Beginning with the first line and stopping after the line that contains "xmin=0 ymin=465 xmax=964 ymax=511", write those lines out again in full, adding 39 to every bounding box coordinate in the detections.

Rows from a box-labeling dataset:
_____

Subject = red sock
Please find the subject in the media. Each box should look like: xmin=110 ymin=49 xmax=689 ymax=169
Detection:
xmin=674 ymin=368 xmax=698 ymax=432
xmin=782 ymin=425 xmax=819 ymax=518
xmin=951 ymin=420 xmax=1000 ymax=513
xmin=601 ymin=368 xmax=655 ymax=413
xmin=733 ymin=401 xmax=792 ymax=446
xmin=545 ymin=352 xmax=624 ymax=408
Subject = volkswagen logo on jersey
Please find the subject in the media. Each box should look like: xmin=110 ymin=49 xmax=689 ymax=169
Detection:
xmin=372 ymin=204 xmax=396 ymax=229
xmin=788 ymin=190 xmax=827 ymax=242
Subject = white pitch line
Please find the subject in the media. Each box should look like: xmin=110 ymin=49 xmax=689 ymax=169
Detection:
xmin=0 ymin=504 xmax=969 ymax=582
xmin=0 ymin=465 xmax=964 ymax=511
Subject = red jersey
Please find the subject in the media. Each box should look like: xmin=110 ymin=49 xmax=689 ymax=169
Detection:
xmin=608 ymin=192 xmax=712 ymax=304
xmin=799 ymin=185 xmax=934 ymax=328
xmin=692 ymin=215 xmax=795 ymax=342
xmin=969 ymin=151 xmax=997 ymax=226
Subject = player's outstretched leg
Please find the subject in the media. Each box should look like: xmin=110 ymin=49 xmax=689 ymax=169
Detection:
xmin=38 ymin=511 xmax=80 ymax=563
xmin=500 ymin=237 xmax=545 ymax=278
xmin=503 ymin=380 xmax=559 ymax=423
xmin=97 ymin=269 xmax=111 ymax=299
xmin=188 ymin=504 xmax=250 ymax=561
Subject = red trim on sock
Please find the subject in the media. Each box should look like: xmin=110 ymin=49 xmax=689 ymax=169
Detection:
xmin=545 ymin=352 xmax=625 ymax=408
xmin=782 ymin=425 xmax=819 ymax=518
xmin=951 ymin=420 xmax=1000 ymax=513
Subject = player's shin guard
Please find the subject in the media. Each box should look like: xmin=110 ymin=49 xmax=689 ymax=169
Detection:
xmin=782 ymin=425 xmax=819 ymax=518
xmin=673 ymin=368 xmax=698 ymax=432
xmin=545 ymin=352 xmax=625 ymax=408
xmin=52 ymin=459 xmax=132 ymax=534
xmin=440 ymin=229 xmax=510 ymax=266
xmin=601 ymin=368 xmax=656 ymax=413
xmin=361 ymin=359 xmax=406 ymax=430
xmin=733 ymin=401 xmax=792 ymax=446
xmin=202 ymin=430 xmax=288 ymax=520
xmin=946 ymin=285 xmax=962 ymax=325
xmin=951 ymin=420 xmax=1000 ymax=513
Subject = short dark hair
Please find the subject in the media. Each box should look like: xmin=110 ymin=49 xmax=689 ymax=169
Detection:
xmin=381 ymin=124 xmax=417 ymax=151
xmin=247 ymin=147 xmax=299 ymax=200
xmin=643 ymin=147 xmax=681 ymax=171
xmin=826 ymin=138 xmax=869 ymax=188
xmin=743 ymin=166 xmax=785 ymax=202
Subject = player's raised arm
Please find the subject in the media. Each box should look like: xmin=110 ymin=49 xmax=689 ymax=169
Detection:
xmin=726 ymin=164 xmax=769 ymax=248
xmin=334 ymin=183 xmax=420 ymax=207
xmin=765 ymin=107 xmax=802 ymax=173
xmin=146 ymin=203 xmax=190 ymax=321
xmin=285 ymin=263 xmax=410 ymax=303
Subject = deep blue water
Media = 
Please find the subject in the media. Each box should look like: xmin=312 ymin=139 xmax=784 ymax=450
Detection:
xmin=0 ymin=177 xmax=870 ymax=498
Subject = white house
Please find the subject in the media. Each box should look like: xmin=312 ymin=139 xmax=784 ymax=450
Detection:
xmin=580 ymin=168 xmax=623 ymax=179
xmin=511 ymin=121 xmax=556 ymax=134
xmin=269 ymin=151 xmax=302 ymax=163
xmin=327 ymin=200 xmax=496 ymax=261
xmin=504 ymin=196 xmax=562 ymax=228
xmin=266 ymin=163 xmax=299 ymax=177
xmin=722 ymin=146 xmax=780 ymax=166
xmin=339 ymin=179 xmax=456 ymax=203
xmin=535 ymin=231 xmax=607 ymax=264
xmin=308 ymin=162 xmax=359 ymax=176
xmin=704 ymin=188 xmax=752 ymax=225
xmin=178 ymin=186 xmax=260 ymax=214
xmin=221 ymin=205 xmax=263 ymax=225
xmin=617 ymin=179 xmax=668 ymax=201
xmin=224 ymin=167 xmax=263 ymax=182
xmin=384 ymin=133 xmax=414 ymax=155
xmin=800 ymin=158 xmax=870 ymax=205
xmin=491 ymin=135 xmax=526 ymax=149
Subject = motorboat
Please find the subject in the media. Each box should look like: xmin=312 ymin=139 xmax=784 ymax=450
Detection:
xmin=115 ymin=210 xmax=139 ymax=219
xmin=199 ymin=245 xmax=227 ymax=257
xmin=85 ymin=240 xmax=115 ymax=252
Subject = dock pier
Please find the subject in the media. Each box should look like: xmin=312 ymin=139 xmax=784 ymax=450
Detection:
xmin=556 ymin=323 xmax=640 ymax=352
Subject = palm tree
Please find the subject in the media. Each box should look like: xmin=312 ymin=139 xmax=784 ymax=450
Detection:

_____

### Task output
Subject = red sock
Please find the subject in the media. Each box should look like: xmin=110 ymin=49 xmax=689 ymax=169
Detection:
xmin=713 ymin=407 xmax=737 ymax=471
xmin=821 ymin=464 xmax=858 ymax=557
xmin=990 ymin=459 xmax=1039 ymax=552
xmin=640 ymin=407 xmax=694 ymax=452
xmin=772 ymin=440 xmax=831 ymax=485
xmin=584 ymin=391 xmax=663 ymax=447
Subject = volkswagen logo on jersey
Please find the subject in the media. Each box should look like: xmin=110 ymin=49 xmax=689 ymax=169
Detection:
xmin=411 ymin=243 xmax=435 ymax=268
xmin=827 ymin=229 xmax=866 ymax=281
Subject = white pitch line
Please find the subject in the media. Each box should look like: xmin=110 ymin=49 xmax=689 ymax=169
Detection:
xmin=39 ymin=543 xmax=1008 ymax=621
xmin=39 ymin=504 xmax=1003 ymax=550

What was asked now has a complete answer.